PROBLEM 1 - Rewrite the part of the article on sexual violence prosecutions in Ukraine that opens with the words containing "The Daily Telegraph" and closes with "her shaking hands.", putting "town" in place of "village".
PROBLEM 2 - According to the article on sexual violence prosecutions in Ukraine, how many victims have officially agreed to start legal proceedings?

TEXT PASSAGE -
□ □ □ □

The Daily Telegraph

Hunt is on for Russian rapists as horrifying acts reported

- By Harriet Barber in Ukraine Photograph­s by Simon Townsley

One month into living under Russian occupation in northern Ukraine last March, Marina (not her real name) cycled cautiously through her village. She was five doors from her elderly parents’ blue garden gate when three soldiers ordered her to stop. Grabbing her hair, they dragged Marina into a neighbour’s empty house.

“They forced me to strip naked,” the 47-year-old said, picking at the skin around her fingernail­s. “I asked them not to touch me, but they said: ‘Your Ukrainian soldiers are killing us’.”

Marina paused, wiped her tears and tried to steady her shaking hands.

“They were shooting their guns inches away from my head so I couldn’t move or run,” she said. “Then they started raping me.”

Weeks after a Ukrainian town is liberated, its civilians are visited by sexual violence prosecutor­s and asked an indirect question: “Did the Russians behave?” The answers have been harrowing; men’s genitals have been electrocut­ed, women forced to parade naked and children as young as four orally raped.

The use of rape in war has existed for as long as there has been conflict. It is used to terrorise and degrade a community and is currently being committed in 17 conflicts around the world. Yet although it is deemed a war crime under internatio­nal law, it mostly remains undisclose­d and hidden under layers of stigma and fear.

Now, Ukraine has become the first country to begin trying to prosecute culprits at the same time as its troops battle on.

“We have seen forced nudity, rapes, sexual torture, children forced to watch rapes,” said Iryna Didenko, the lead prosecutor of the new unit, speaking in a heavily-guarded government building lined with sandbags in Kyiv. “Women have been told by Russians: ‘Say hello to your husband for me’ while being raped.”

Cases have been reported in all regions occupied by Russia over the past year; Kyiv, Chernihiv, Kharkiv, Donetsk and Kherson, she said. Officially, 171 victims have agreed to start legal proceeding­s, though investigat­ors believe the number is “much, much higher”.

The victims are aged four to 82 and include 39 men and 13 children.

This week Ukraine accused two more Russian soldiers of sexually assaulting a four-year-old girl and gang raping her mother at gunpoint in front of her father. One of the soldiers told the four-year-old girl he “will make her a woman” before she was abused.

The prosecutor­s – along with investigat­ors and military analysts – spend months on each case, attempting to identify perpetrato­rs from scant informatio­n, perhaps just a first name and physical descriptio­n.

□ □ □ □

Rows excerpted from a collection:
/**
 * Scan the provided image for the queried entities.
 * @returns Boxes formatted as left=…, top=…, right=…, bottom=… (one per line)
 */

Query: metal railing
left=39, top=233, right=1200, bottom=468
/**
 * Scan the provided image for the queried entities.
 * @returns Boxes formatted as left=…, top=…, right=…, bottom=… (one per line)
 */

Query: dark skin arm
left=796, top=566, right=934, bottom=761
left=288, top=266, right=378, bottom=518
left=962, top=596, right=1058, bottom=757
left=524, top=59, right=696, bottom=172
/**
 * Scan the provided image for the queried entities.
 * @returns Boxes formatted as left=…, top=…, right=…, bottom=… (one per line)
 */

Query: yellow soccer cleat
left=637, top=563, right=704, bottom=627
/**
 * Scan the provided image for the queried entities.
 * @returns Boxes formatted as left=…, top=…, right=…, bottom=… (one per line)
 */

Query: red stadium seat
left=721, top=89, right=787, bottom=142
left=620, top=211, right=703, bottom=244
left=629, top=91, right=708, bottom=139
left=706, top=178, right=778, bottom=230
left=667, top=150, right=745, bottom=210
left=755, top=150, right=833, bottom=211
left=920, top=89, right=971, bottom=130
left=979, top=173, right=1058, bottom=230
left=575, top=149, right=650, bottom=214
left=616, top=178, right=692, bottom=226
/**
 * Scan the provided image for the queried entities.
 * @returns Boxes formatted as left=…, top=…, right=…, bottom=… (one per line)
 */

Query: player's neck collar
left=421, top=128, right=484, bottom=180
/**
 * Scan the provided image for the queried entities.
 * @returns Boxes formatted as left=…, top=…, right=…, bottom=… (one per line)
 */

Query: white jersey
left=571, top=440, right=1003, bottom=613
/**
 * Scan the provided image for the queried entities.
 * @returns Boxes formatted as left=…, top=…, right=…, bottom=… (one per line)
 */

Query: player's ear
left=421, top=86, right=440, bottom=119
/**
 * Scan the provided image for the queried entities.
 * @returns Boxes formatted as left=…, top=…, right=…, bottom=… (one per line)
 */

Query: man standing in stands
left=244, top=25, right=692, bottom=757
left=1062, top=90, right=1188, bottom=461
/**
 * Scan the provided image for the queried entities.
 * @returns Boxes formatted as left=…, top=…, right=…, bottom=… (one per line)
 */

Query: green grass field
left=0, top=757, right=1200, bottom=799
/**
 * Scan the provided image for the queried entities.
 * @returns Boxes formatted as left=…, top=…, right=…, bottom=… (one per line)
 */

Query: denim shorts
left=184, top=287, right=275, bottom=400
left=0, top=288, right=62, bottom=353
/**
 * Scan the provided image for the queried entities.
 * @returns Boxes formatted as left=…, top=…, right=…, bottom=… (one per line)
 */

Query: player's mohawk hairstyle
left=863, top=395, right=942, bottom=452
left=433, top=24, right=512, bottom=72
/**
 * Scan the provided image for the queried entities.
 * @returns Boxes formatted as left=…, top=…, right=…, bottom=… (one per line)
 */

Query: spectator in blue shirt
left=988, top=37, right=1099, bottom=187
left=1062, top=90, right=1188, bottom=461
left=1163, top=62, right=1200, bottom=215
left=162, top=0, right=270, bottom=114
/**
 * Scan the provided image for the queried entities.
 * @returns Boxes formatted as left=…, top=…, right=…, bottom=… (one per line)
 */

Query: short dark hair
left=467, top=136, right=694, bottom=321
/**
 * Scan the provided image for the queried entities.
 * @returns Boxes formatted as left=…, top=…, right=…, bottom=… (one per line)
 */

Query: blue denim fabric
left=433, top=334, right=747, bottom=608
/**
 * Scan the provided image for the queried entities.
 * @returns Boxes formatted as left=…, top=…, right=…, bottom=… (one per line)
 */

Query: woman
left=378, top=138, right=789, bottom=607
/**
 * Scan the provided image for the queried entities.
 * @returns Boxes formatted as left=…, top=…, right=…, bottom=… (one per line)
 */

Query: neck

□ □ □ □

TASK RESULT 1 -
The Daily Telegraph

Hunt is on for Russian rapists as horrifying acts reported

- By Harriet Barber in Ukraine Photograph­s by Simon Townsley

One month into living under Russian occupation in northern Ukraine last March, Marina (not her real name) cycled cautiously through her town. She was five doors from her elderly parents’ blue garden gate when three soldiers ordered her to stop. Grabbing her hair, they dragged Marina into a neighbour’s empty house.

“They forced me to strip naked,” the 47-year-old said, picking at the skin around her fingernail­s. “I asked them not to touch me, but they said: ‘Your Ukrainian soldiers are killing us’.”

Marina paused, wiped her tears and tried to steady her shaking hands.

TASK RESULT 2 - 171 victims.